- Instructions to follow -
Only the number is wanted: how many lines in the data contain "utility"?

Start of Supplied entries

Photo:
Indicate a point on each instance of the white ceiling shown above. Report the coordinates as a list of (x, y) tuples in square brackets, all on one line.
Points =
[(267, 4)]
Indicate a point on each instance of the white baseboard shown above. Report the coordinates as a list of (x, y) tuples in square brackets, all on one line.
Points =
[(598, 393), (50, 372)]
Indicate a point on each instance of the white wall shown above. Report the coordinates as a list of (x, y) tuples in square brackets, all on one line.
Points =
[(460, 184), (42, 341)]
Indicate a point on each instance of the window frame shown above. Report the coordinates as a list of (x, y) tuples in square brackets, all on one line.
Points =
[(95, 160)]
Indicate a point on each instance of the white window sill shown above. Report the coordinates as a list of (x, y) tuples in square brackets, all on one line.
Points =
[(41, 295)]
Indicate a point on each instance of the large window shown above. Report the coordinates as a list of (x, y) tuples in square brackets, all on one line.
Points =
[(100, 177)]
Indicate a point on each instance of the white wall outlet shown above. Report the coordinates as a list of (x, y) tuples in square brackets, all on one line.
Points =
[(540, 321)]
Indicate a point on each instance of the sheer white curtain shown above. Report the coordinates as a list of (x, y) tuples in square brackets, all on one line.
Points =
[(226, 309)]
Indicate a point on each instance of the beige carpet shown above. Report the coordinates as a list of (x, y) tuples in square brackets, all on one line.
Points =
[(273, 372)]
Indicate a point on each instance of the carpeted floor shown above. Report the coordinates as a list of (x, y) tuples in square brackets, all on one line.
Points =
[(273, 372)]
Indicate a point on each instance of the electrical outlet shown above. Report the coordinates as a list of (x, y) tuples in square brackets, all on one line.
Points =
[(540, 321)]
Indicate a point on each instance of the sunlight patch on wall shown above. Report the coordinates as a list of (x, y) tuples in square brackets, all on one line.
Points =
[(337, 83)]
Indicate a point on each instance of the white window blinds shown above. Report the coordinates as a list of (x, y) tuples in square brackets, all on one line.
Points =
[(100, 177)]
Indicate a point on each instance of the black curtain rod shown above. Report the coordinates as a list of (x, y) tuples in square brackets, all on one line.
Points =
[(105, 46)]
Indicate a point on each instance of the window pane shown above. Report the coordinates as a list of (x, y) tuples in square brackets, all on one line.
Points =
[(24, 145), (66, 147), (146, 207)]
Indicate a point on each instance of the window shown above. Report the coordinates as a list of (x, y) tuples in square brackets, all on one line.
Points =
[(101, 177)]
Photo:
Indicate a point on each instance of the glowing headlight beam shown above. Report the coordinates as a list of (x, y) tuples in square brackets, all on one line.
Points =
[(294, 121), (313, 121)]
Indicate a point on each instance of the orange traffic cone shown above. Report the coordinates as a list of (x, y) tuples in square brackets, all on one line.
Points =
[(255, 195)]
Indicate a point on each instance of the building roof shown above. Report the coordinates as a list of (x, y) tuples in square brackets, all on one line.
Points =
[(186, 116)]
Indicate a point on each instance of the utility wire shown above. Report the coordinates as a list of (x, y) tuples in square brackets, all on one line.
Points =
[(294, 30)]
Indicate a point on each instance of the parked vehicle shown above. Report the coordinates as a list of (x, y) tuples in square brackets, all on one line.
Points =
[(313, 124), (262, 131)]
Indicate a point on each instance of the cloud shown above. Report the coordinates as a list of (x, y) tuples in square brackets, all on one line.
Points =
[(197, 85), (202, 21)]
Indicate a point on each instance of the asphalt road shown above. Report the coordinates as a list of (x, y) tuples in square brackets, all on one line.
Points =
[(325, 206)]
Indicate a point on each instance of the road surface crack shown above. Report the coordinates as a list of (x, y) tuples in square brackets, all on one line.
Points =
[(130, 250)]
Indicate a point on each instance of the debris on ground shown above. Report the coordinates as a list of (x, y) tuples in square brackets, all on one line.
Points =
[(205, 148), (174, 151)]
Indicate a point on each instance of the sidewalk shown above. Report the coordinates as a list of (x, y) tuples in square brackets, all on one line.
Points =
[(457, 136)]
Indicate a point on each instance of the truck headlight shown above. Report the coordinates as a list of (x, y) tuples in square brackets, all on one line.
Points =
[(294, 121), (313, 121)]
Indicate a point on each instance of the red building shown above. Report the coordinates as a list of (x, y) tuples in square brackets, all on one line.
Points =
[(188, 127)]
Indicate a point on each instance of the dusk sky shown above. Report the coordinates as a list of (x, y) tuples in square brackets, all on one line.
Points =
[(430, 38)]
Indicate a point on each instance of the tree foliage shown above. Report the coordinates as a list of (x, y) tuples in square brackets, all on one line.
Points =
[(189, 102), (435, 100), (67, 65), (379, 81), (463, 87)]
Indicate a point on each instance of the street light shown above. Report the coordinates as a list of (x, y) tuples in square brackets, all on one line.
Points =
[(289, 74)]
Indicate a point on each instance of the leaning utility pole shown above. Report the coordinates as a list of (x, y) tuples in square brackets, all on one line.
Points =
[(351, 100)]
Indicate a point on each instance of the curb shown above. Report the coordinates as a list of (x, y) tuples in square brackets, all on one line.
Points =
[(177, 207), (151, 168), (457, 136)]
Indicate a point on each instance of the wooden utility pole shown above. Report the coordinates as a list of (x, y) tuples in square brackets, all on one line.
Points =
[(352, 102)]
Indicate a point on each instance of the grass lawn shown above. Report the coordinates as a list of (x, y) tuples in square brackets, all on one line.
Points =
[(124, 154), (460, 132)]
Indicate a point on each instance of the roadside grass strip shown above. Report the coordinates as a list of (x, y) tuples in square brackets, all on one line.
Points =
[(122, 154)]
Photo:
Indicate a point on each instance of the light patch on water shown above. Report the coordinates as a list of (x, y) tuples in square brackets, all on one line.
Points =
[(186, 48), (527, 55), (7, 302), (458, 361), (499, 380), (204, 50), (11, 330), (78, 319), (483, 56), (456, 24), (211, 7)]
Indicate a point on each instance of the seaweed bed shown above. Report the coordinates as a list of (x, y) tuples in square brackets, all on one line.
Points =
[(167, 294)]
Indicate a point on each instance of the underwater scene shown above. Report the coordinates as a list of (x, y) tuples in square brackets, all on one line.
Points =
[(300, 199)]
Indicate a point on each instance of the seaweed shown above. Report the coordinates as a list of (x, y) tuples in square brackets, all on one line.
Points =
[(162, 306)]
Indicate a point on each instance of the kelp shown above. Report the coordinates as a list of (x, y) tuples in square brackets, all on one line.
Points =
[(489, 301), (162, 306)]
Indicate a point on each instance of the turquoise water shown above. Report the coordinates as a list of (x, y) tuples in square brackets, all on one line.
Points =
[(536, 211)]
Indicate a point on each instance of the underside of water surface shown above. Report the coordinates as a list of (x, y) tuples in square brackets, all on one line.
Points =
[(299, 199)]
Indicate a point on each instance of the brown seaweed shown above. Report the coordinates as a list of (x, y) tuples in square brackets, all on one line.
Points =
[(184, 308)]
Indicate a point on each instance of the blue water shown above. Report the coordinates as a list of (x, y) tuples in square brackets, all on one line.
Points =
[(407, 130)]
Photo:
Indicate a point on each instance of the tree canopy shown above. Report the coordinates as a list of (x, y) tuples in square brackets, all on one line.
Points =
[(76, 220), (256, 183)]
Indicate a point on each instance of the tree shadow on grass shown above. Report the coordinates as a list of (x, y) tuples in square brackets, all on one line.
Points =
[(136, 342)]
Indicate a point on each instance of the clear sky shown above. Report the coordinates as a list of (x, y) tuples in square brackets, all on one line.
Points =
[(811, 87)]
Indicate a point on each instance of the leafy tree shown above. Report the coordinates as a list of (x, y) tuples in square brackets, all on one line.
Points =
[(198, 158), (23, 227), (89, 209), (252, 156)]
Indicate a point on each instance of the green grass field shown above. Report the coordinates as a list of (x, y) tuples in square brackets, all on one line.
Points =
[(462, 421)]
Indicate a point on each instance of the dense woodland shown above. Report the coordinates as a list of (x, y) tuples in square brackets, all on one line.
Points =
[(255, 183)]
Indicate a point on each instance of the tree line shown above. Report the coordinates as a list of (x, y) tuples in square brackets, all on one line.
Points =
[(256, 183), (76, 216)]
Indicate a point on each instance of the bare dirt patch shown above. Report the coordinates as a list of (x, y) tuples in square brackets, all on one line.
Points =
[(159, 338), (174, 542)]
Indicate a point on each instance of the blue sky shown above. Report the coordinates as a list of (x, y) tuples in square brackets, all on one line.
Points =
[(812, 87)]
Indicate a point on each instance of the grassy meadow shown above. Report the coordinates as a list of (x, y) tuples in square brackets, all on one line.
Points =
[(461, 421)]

End of Supplied entries

- Completed exercise -
3